**Problem details:** Retype all entries exactly as they stand, excluding pictures.

**Records supplied:**
== Segment start ==

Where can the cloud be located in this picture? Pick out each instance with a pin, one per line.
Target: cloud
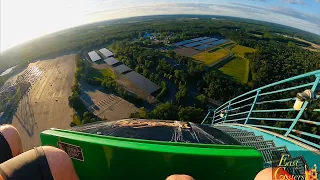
(298, 2)
(276, 14)
(259, 0)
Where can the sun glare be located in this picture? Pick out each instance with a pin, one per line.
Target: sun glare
(25, 20)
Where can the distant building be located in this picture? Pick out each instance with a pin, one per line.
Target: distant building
(111, 61)
(106, 53)
(94, 56)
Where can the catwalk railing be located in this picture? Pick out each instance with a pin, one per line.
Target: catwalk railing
(271, 107)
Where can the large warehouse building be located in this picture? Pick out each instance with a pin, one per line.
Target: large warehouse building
(94, 56)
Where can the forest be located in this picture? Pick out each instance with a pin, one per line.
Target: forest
(276, 58)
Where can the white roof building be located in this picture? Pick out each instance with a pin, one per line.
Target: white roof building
(106, 52)
(94, 56)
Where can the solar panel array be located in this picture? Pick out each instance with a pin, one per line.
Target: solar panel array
(203, 47)
(122, 68)
(199, 39)
(192, 44)
(106, 52)
(94, 56)
(183, 42)
(142, 82)
(201, 43)
(209, 40)
(111, 61)
(221, 41)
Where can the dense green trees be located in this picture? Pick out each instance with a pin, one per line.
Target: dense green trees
(191, 114)
(170, 111)
(182, 94)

== Segment end ==

**Expected answer:**
Where can the cloud be located in this picture? Pick out each instance with a pin, one per line.
Target: cloud
(298, 2)
(276, 14)
(259, 0)
Where can the sun glare be located in this picture? Pick out each instance with a pin, one per line.
Target: sun glare
(25, 20)
Where can the distant building be located in this picture? Pick out each instance with a pin, one per line.
Target: distant building
(111, 61)
(106, 53)
(94, 56)
Where can the catwalk railing be located in this picture? Pick out each instance with a pin, one per line.
Target: catwalk railing
(271, 107)
Where can the large warehouse building be located in this picture? Pick out each instance with a pin, one per line.
Target: large warehouse building
(94, 56)
Where can the forest be located in this picture? Pick out each instance with a pin, one per line.
Target: forest
(276, 58)
Where can the white roof building be located in this picture? Pick out each instance with a pin, one per line.
Target: white roof building
(106, 52)
(94, 56)
Where can the solar panel array be located in this picture? Pick out each instance with a pin, one per line.
Target: solar panel array
(203, 47)
(122, 68)
(199, 39)
(192, 44)
(106, 52)
(94, 56)
(183, 42)
(142, 82)
(201, 43)
(209, 40)
(111, 61)
(221, 41)
Where can the dense green trees be located in this picture? Pick out each instance with a pin, one per line.
Target: dense green trees
(191, 114)
(170, 111)
(182, 94)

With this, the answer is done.